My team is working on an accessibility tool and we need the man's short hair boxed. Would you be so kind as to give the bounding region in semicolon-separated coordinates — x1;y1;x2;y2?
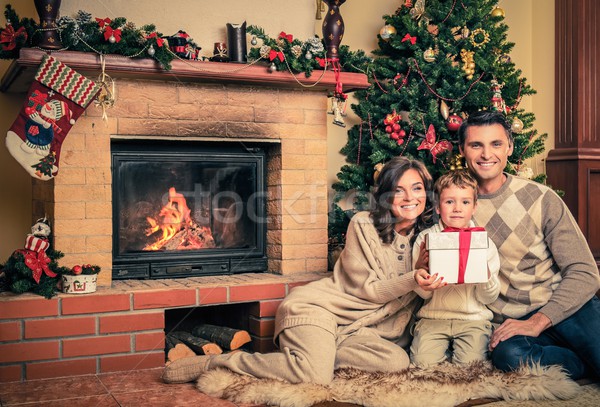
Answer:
457;110;513;147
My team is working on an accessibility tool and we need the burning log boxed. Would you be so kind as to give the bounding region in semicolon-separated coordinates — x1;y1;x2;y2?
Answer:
168;331;223;355
191;324;251;351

━━━━━━━━━━━━━━━━━━━━━━━━━━━━━━

Please produce an exact copy of all the material, leaving out the pictures.

Output for this exercise:
My team is working on an accessibility tool and we need the man's short hair boxed. Would you be so kind as to give the bounding region in semicolon-separated coordinates — x1;y1;x2;y2?
Answer:
457;110;513;147
My team is working on an accessibility tool and we need the burning log boxed. Would you be so kind as to give the bounding region in semicolon-separated coordinates — x1;y1;x2;y2?
Answer:
168;331;223;355
191;324;251;351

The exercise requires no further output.